| SOURCE DATA |

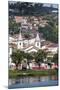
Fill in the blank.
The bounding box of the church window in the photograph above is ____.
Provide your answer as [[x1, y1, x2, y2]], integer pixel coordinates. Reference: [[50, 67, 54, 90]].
[[37, 43, 39, 46], [20, 43, 21, 45]]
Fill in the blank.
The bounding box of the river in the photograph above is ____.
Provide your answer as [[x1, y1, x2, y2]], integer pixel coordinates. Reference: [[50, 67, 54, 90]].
[[8, 75, 58, 89]]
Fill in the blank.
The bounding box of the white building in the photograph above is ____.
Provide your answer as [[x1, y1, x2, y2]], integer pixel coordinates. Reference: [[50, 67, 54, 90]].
[[9, 32, 58, 67]]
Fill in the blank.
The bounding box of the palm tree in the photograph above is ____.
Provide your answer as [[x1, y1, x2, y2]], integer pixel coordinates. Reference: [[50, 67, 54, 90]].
[[11, 50, 24, 69], [35, 50, 47, 67], [52, 53, 58, 65]]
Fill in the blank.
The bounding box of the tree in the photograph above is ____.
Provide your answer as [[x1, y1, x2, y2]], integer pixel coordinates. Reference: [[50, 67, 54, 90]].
[[25, 53, 33, 69], [35, 50, 47, 67], [52, 53, 58, 64], [11, 50, 24, 69]]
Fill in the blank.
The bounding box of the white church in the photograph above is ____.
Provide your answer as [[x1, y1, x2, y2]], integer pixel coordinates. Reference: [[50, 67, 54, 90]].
[[9, 31, 58, 68]]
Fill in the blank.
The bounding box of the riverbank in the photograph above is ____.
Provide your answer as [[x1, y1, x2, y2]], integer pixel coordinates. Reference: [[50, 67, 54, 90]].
[[9, 69, 58, 78]]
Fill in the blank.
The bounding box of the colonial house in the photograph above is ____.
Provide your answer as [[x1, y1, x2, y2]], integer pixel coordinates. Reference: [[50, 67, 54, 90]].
[[9, 31, 58, 69]]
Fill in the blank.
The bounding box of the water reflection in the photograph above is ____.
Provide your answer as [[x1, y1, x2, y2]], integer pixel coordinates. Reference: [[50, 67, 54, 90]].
[[9, 76, 57, 85]]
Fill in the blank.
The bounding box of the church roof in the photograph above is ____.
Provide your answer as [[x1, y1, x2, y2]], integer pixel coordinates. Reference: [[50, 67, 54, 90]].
[[35, 33, 40, 41]]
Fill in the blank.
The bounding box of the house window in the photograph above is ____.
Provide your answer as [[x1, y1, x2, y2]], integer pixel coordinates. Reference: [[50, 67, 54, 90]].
[[20, 43, 21, 45], [37, 43, 39, 46]]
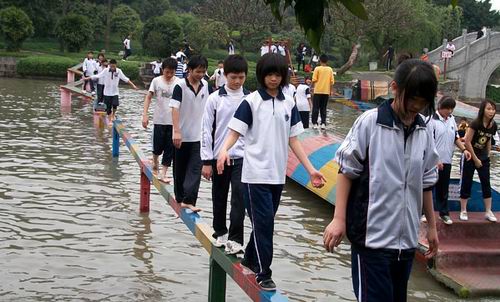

| WHAT THE TASK ASKS |
Pick out every line in the rows above that contains the string "church", and copy each one in full. Case counts.

| SOLUTION TO THE EXERCISE |
The bounding box of the church window in the photograph above is ____.
The bounding box of the white church in the photograph above is ____.
The bounding box of the church roof in the photograph above is ____.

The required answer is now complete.